GitHub - ebi-jdispatcher/taxonomy-resolver: Builds lists of Taxonomy Identifiers based on the NCBI Taxonomy Database

Taxonomy Resolver

Taxonomy Resolver builds an NCBI Taxonomy Tree structure based on the NCBI Taxonomy Database classification. Taxonomy Resolver can be used to validate Taxonomy Identifiers (TaxIDs) against the Tree or to generate lists of TaxIDs, based on some TaxID of interest (e.g. higher-level rank (node) in the tree).

The main features of Taxonomy Resolver are:

Downloading taxonomy dump files from the NCBI ftp server
Building an NCBI Taxonomy Tree data structure based on the NCBI Taxonomy classification
Writing and loading the Tree structure in pickle format
Building a slimmer "filtered" Tree (based on a list of TaxIDs) to improve performance
Quick lookup to see if a TaxID exists in the Tree (i.e. is valid)
Generate lists of all children TaxIDs that compose a particular Node (sub-tree)
Generate lists of children TaxIDs based on a list of included and excluded TaxIDs (included and excluded sub-trees)

Instruction 1: Condense the paragraph of the Taxonomy Resolver page that begins "Taxonomy Resolver builds an NCBI Taxonomy Tree" into a short bulleted list, keeping its main facts.
Instruction 2: Resume the Taxonomy Resolver page right after its final listed feature, carrying on in the same style.
The listing after this point comes from a separate source.

(Records from a collection)

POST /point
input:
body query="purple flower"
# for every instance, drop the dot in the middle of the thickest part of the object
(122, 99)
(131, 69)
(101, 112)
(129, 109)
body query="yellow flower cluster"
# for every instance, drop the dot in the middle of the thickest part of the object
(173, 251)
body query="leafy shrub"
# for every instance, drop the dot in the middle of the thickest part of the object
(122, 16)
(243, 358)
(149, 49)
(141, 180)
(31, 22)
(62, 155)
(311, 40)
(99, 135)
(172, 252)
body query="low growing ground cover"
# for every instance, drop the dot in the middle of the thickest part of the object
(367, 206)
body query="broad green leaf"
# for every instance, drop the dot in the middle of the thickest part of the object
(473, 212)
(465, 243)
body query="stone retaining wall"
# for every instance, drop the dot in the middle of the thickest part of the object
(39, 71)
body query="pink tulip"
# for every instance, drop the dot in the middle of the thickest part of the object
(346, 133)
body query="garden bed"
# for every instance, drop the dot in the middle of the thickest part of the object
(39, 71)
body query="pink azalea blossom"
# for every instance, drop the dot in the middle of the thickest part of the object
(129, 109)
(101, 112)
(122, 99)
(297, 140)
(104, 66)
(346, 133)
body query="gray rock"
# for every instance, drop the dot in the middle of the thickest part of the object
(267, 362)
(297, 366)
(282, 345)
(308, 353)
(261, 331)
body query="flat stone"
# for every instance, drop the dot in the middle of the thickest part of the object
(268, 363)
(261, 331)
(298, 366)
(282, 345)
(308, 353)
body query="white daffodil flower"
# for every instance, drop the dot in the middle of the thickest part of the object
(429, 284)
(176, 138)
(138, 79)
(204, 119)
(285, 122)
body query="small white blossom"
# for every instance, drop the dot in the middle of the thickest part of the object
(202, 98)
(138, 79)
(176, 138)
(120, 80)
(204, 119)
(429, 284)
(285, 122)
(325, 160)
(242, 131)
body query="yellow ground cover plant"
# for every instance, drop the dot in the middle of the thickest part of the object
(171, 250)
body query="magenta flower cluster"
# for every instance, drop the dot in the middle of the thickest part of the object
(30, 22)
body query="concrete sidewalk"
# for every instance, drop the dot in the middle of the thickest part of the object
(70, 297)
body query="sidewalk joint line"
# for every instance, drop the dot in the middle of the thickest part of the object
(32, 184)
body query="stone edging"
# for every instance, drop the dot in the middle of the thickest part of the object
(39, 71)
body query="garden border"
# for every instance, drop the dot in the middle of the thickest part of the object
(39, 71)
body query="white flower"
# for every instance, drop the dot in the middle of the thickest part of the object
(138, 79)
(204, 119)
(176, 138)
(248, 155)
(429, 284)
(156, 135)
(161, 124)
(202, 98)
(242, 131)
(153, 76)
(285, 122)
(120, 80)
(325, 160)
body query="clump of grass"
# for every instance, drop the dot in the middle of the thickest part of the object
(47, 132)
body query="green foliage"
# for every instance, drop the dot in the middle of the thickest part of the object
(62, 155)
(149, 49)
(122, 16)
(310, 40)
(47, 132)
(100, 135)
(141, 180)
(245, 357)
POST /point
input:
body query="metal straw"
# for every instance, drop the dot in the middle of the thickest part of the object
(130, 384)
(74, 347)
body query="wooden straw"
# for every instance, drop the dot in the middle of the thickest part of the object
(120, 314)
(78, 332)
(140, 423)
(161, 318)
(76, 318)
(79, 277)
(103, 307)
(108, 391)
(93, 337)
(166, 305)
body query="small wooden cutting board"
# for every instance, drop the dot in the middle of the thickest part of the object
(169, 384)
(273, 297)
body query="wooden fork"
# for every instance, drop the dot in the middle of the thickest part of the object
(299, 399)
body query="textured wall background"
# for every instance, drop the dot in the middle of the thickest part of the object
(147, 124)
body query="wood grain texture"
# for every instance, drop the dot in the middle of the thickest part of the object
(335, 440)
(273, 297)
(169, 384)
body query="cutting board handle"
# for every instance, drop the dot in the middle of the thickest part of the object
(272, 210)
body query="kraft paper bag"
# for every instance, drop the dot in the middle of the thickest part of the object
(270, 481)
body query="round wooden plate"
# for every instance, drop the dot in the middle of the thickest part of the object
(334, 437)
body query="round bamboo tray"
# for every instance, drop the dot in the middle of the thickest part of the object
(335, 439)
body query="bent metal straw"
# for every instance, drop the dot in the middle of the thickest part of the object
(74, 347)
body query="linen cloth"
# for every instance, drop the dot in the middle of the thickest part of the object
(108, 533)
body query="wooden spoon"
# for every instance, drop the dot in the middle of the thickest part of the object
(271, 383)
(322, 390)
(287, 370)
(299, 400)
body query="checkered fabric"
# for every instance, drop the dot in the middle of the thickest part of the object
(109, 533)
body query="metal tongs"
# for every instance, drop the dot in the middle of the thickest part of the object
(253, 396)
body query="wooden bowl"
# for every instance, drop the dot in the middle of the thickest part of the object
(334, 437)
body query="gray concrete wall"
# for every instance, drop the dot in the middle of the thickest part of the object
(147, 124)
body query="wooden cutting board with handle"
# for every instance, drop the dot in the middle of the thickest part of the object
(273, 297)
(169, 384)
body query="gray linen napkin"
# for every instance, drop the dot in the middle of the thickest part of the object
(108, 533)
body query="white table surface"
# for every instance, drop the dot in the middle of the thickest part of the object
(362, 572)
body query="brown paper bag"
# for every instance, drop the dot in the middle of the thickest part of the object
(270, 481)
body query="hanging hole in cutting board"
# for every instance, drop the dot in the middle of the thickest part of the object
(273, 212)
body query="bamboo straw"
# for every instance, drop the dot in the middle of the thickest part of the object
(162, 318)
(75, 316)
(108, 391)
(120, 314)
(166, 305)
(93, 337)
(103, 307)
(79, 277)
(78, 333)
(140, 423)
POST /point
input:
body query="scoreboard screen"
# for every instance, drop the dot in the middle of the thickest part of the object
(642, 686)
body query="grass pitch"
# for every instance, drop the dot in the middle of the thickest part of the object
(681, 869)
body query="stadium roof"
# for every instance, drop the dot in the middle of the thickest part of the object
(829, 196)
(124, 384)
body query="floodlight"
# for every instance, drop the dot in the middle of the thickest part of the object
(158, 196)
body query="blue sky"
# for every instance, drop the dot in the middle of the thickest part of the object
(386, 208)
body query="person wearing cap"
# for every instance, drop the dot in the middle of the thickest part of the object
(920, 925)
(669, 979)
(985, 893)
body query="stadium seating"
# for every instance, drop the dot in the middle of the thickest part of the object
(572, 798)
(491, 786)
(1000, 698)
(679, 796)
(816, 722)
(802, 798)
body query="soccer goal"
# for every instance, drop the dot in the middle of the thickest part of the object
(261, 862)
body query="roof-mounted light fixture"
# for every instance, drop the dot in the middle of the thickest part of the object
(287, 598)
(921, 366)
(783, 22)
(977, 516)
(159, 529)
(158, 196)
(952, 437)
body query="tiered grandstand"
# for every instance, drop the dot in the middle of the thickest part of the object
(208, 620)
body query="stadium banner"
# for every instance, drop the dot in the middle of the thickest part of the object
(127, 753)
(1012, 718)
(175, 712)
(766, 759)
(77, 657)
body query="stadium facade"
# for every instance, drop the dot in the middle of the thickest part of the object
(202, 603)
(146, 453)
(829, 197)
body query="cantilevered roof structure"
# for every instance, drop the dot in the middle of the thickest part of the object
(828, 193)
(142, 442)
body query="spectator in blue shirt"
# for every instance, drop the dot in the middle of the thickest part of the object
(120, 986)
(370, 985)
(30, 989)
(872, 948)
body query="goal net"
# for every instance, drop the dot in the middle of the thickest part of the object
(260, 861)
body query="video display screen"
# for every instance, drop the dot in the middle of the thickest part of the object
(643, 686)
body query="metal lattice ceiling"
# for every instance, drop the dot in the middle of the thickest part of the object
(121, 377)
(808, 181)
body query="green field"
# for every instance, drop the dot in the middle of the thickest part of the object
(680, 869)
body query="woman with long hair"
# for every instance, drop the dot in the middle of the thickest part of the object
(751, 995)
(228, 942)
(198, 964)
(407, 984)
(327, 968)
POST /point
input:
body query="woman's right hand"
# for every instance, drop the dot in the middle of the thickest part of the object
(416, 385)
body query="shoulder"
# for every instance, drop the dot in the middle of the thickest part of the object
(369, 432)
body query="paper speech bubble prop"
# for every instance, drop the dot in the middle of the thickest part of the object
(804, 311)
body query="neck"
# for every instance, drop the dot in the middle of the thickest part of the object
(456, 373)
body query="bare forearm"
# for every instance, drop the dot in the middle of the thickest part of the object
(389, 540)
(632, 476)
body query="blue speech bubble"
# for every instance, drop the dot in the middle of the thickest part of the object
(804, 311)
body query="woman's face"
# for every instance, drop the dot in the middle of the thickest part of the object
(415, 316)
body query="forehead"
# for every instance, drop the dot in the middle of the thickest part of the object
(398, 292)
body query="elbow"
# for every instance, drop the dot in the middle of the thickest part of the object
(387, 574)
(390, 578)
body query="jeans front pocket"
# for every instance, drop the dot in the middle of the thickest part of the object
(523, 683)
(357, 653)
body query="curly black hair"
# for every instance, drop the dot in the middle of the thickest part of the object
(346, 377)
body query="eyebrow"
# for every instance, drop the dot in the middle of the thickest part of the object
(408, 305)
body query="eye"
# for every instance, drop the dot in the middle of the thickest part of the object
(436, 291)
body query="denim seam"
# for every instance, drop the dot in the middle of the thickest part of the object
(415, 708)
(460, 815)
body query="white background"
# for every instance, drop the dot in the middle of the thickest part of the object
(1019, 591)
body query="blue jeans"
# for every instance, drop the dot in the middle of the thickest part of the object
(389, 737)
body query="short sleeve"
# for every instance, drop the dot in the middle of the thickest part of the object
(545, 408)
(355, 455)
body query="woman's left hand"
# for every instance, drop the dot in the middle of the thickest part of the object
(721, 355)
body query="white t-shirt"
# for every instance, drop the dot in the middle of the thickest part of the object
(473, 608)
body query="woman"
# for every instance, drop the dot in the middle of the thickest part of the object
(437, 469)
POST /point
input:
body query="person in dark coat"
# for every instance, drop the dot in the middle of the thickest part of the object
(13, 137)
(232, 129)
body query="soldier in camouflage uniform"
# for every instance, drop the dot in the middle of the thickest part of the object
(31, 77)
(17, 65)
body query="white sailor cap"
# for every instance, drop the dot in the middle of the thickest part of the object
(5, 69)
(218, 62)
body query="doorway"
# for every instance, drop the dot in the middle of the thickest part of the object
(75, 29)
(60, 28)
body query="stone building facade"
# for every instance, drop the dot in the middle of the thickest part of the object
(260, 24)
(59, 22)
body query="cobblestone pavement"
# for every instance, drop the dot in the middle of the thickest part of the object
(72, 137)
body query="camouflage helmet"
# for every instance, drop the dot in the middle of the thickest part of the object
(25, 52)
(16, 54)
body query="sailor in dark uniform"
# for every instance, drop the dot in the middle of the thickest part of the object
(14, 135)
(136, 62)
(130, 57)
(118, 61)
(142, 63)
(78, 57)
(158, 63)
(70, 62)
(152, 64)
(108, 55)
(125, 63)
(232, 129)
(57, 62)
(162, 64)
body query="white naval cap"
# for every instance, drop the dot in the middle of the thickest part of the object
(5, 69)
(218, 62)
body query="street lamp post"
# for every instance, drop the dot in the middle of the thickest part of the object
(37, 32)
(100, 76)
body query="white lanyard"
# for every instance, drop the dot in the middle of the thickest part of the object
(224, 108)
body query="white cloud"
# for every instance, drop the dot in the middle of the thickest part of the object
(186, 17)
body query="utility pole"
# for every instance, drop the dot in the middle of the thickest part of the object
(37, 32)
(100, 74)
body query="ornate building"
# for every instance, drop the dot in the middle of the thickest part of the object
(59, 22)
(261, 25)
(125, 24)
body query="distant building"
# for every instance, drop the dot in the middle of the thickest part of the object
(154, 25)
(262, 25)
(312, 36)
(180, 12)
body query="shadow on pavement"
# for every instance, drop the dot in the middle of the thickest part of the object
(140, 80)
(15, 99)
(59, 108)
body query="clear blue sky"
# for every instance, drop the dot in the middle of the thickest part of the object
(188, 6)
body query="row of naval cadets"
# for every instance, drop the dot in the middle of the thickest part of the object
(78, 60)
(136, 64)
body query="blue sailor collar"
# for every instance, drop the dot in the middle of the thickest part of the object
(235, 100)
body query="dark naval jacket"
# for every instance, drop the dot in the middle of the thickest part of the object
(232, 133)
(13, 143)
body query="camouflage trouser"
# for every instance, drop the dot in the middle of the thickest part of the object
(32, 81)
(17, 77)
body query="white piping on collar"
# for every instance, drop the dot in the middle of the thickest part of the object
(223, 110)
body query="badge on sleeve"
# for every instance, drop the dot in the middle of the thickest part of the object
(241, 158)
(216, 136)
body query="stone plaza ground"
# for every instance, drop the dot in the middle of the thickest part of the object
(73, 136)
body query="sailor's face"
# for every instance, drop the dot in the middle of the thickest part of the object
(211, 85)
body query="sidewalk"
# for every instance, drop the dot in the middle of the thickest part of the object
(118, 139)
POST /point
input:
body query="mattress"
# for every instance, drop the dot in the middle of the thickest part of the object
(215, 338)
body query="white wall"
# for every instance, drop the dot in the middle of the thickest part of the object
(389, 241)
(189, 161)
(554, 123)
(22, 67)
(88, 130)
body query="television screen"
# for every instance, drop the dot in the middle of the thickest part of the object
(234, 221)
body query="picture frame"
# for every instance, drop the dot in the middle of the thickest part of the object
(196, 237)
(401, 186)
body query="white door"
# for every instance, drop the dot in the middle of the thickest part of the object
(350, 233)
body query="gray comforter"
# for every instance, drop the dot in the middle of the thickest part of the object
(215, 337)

Expected answer 1:
- Builds an NCBI Taxonomy Tree from the NCBI Taxonomy Database classification
- Validates Taxonomy Identifiers (TaxIDs) against that Tree
- Generates lists of TaxIDs from a TaxID of interest, such as a higher-level rank (node) in the tree

Expected answer 2:
Filtering the resulting list of children TaxIDs, for example to cleanup TaxIDs that are not observed in a dataset of interest

Taxonomy Resolver initially builds a tree hierarchy structure resulting in deeply nested dictionaries. To retrieve a full tree or a sub-tree, a lot of iteration takes place, following the path from the node of interest down the hierarchy. This approach does not scale well, especially for very large trees. Thus, in Taxonomy Resolver, the tree is represented following a different approach, commonly referred to as the Nested Set Model. In the Nested Set Model, we can look at a tree hierarchy differently, not as connected nodes, but as nested containers. The nested set model is a particular technique for representing nested sets in relational databases, which we implement here in a pandas DataFrame. For that, the full tree is traversed with Modified Preorder Tree Traversal strategy. In a preorder traversal, the root node is visited first, then recursively a preorder traversal of the left sub-tree, followed by a recursive preorder traversal of the right subtree, in order, until every node has been visited. The modified strategy allows us to capture the 'left' and 'right' (lft and rgt, respectively) boundaries of each nested container. Querying and searching is much faster with this approach because finding a subtree is as simple as filtering/searching for the nodes where lft > Node's lft and rgt < Node's rgt. Likewise, find the full path to a node is as simple as filtering/searching for the nodes where lft < Node's lft and rgt > Node's rgt.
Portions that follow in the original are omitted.